— Start of Given records —

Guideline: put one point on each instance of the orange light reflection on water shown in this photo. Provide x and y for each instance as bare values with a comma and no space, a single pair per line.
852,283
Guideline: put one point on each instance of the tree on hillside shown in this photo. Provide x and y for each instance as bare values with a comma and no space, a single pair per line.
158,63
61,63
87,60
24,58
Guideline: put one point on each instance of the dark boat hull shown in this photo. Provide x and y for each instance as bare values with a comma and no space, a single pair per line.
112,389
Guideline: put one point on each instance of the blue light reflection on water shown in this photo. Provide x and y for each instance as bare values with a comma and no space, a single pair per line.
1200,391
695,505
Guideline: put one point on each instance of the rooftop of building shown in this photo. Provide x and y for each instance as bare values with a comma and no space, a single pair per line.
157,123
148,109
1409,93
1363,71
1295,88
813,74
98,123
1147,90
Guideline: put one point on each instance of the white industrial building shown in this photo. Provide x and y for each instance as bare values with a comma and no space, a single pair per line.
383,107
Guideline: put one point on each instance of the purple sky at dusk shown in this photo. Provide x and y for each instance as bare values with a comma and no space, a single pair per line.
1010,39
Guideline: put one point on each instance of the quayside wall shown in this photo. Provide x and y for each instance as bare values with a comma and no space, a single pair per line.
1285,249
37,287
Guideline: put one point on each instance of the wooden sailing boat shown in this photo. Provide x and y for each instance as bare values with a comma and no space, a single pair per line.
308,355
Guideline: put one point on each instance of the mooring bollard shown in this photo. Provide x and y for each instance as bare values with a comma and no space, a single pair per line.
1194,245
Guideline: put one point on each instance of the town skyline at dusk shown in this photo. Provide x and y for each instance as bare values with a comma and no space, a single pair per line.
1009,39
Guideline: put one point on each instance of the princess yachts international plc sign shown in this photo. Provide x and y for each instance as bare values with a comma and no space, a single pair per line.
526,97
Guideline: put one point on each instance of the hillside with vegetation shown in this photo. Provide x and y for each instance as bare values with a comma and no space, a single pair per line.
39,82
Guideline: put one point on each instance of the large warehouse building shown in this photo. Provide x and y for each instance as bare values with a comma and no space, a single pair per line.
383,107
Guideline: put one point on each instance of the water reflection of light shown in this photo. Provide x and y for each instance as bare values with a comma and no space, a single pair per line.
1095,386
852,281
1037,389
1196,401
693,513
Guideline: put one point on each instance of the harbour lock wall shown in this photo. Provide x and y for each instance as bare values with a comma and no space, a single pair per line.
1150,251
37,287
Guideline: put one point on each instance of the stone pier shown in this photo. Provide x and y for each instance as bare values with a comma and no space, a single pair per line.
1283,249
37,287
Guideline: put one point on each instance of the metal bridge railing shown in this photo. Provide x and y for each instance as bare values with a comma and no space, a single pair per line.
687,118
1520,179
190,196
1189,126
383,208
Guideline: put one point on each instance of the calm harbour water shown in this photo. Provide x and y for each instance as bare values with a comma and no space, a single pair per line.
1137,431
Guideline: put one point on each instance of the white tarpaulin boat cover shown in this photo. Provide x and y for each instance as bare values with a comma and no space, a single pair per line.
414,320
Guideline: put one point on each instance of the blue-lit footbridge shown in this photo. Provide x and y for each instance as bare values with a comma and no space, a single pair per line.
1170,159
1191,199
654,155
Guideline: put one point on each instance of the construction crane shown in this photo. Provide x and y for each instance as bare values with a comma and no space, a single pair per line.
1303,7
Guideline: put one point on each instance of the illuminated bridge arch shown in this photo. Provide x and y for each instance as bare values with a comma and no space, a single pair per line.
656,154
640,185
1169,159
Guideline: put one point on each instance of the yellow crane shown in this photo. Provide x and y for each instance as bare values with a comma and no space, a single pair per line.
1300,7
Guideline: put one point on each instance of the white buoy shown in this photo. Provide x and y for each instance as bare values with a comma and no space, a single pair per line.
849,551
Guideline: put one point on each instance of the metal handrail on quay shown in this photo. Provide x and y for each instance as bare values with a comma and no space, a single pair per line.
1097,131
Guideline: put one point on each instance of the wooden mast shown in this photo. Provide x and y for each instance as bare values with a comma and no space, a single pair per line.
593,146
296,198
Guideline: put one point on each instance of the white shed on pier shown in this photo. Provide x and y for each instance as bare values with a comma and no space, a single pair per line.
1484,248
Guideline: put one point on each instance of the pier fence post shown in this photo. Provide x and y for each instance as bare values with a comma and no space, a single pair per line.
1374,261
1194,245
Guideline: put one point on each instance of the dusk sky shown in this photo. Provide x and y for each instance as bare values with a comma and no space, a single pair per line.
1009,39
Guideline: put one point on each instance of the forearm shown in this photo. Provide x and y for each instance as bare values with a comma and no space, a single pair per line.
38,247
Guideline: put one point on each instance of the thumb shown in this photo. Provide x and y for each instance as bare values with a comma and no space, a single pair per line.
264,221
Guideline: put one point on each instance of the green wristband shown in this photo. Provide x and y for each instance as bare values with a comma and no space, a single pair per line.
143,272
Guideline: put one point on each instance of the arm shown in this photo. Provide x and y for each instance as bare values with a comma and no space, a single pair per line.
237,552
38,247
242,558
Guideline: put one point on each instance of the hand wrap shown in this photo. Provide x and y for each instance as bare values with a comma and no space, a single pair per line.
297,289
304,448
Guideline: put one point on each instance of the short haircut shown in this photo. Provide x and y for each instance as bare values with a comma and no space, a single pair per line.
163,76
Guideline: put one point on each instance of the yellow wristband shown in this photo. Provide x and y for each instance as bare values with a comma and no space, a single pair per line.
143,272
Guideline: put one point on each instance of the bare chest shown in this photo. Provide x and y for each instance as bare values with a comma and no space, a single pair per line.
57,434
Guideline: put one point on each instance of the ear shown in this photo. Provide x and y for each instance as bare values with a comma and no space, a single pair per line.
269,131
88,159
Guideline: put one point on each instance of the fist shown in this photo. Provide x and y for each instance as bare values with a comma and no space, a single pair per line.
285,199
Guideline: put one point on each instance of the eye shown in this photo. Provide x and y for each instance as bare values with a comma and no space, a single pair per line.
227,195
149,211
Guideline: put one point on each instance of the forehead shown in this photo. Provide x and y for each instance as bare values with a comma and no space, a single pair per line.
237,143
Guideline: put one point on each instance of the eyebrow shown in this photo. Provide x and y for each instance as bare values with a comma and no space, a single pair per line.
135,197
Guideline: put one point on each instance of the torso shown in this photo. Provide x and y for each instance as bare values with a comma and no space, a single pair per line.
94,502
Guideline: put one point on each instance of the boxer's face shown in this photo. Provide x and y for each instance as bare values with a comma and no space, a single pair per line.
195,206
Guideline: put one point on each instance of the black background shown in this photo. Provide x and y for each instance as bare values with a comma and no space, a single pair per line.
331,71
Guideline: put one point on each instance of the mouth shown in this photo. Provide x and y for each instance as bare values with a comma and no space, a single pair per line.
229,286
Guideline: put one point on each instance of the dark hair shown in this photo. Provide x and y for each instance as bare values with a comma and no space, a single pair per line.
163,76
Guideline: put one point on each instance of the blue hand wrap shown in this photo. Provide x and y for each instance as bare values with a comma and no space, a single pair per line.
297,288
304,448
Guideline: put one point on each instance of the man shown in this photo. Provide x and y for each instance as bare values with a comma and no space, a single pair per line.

— End of Given records —

- [Exercise prompt]:
Your task is to repeat every line exactly.

- [Result of this task]:
Guideline: put one point on each instance of the orange light reflection on water shown in this photo. Provide x and y for each instance as bare values with a comma and no space, a single pair per line.
852,283
Guideline: put one point on each instance of the tree on hillside shown in this photo. Provide x and y for each instance as bare values with a comma and no space, a single pair per line.
158,63
61,63
87,60
24,58
Guideline: put one point on each instance of the dark boat hull shown in this photo. Provide x and y for each instance as bare values with a comma and no space, a single pair per line.
112,389
Guideline: put one point on each instance of the blue light reflection on water shown in this photo. Provide x and y for each instance as bare values with a comma and no space, a single pair per line.
1200,391
695,505
Guideline: put one point on each instance of the rooftop of building shown in this photo. Provide x and y for each instance as bare values with a comma and no space, a single pair per line.
157,123
148,109
1409,93
1363,71
1295,88
813,74
98,123
1147,90
Guideline: put one point on each instance of the white industrial building shown in this photo. Provide x and y for each instance as bare values with a comma and no space, a single pair per line.
383,107
Guideline: put one point on each instance of the purple sky at dusk shown in this photo. Provide x and y for each instance as bare values with a comma and no space, a single pair per line.
1010,39
Guideline: put one point on each instance of the quayside wall shown in this photo. Provide x and y for each instance as bare values with a comma and no space, a single pair per line.
1285,249
37,287
Guideline: put one point on each instance of the wooden sailing boat shown in this photo. Provide x and y for each instance as bare values with a comma and no space, a single pair per line.
308,355
Guideline: put one point on each instance of the mooring bollard shown in this photo. Provide x and y for each instance as bare values with a comma and no space, a single pair per line.
1194,245
Guideline: put one point on each instance of the town skyline at dusk shown in this photo. Provide x and y for each instance as bare values with a comma and no space, a single pair per line.
1009,39
Guideline: put one point on each instance of the princess yachts international plc sign shown in this photo. Provide x and y for each instance as bare values with a comma and no space, a single pair per line.
526,97
Guideline: put one point on each instance of the hillside with vegetation shown in this photo. Provide x and y for each instance as bare values with a comma and no space, a single pair per line.
39,82
Guideline: put one point on each instance of the large warehouse building shown in this photo. Provide x and y for each instance as bare values with a comma and no space, a single pair per line.
383,107
Guideline: put one point on each instance of the water reflection of light shown in this photo. Provide x and y for each instance as bare values with a comma and no space, a single pair per line.
1095,386
852,281
1037,389
1196,401
693,513
Guideline: put one point on each instance of the harbour lock wall shown in this photo. Provide x and y for each instance as bare values with a comma and no space, a single pair per line.
1150,251
37,287
Guideline: put one point on each instance of the stone pier shown in this photo. Provide x and y for each instance as bare values with a comma and no space, a single pair per line.
1283,249
37,287
Guideline: put one point on each instance of the metal bridge railing shown in this photo. Provide x and y for each instance as bare values with a comma and no space, a single pair per line.
687,118
1520,179
190,196
1189,126
383,208
Guideline: put one point on each instance of the calm harbour water shown in this photo. Provide x and y for each instance as bare values with a comma and no space, a single pair per line.
1137,431
Guideline: put one point on each instance of the white tarpaulin boat cover shown in this photo. Provide x and y for each instance as bare values with a comma and no space, a single pair per line.
414,320
Guideline: put one point on each instance of the blue-lit footbridge shown in this photo. Provide x and y for each instance as bare values with a comma and no space, a single pair per line.
1170,159
1191,199
654,155
Guideline: put one point on each instance of the construction crane shown in this photo. Provide x and y for each instance as bare values with a comma and no space, a single pair per line.
1303,7
Guideline: put one point on each instance of the illuminated bridge arch shown in this photo. Provide x and y for each instance as bare values with a comma and no space, a single pair per line.
656,154
640,185
1169,159
Guideline: put one point on each instance of the yellow crane shown in this photo. Provide x and y for each instance as bare values with a comma and no space, a single pair per line.
1300,7
Guideline: put one point on each instance of the white buoy shown in this photo. Provide x and y for each instance as bare values with a comma and no space, a single pair per line.
849,551
Guideline: put one point on each instance of the metal handrail on quay shown in this photo. Provide x and y for each instance as bare values with a comma and no space, a single pair per line.
1097,131
Guideline: put one point on each instance of the wooden mast shown in this photo. Provide x and y for each instance as bare values with a comma and no space, a single pair per line.
593,146
296,198
Guideline: put one point on each instance of the white shed on pier shown in this photo. Provide x and y for each instance as bare values with a comma and no space, a single pair per line.
1484,248
Guideline: put one point on each instance of the pier fence post shown in this photo. Provide x and y for each instance as bare values with a comma and no space, a single pair per line.
1374,261
1194,245
Guideline: put one point on each instance of the dusk sky shown in this photo. Provide x and y for each instance as bare values with a comma and no space, a single pair per line.
1009,39
Guideline: put one point on each instance of the forearm shown in this photo. Provide x and y for each instance as bare values with a comma and no space, a single pair per line.
38,247
Guideline: put one point on each instance of the thumb shown in this photo. Provide x and y for each instance as bare values with a comma and no space, a single pair per line.
264,221
Guideline: put one point on each instance of the green wristband shown in this photo. Provide x and y for each instance as bare values with a comma and no space, a single pair per line.
143,272
Guideline: put one point on each instance of the arm shown in this photo. Provide x and y for each instance as bare values with a comma and no space, a single pair per line.
237,552
38,247
242,558
Guideline: put one point on each instance of the hand wrap shown in this photo. Provide x and y for each instance as bare values with a comma and no space, a single pair per line.
297,289
304,448
Guideline: put one point on each instance of the short haircut shown in this photo. Provide x and y for each instance as bare values with a comma and no space, a single pair per line.
163,76
Guideline: put one point on each instance of the yellow wristband shown in this photo. Provide x and y for each instance as bare values with a comma and no space, a single pair per line.
143,272
Guideline: put one point on each instance of the bare chest shown in this photo. Provide x and y for each instance as bare values with a comma and no space, a single pair per line.
57,434
Guideline: put one point on each instance of the ear shown in this photo. Provide x and y for each instance as bare values with a comma and no space, a single pair per line.
269,131
88,159
Guideline: put one point on each instance of the fist shown in this photo. Provide x and y for each instance as bare values with a comma and no space, a single pair per line.
285,199
Guideline: put one point on each instance of the eye shown in this photo. Provide x and y for each instance as bare values with a comma and no space, a single pair per line.
227,195
149,211
Guideline: put one point on each instance of the forehead shown in this photo. Provide x and y for each instance as bare values with a comma and no space, a single pair per line.
237,143
Guideline: put one point on each instance of the eyebrow shown in this photo. Provide x and y for each instance as bare values with a comma and no space, a single pair per line.
135,197
Guideline: put one point on each instance of the torso shown in this photo. Provide x and y for each instance as bare values with a comma and no space, a single pair per line.
94,502
Guideline: put one point on each instance of the boxer's face shown in this photo. Provide x and y for each instance as bare values with a comma and no space, a single pair per line.
195,206
Guideline: put one point on each instance of the black background shown in this photo. Provide x and y for each instance as bare values with a comma and no space, a single pair per line.
331,71
Guideline: put one point on each instance of the mouth shown in this photo. Provide x and y for each instance as bare values with a comma and no space, a single pair per line.
229,286
Guideline: put one point on each instance of the dark hair shown in this photo. Provide x and y for each instance as bare values with a comma and no space, a single pair per line.
163,76
Guideline: put one point on each instance of the blue hand wrap shown in this photo. Provide x and y for each instance as bare values with a comma and no space, a single pair per line.
297,288
304,448
Guideline: put one point on each instance of the man shown in this photo. Provide x and y for each instance as bare values with a comma and no space, a single pair per line.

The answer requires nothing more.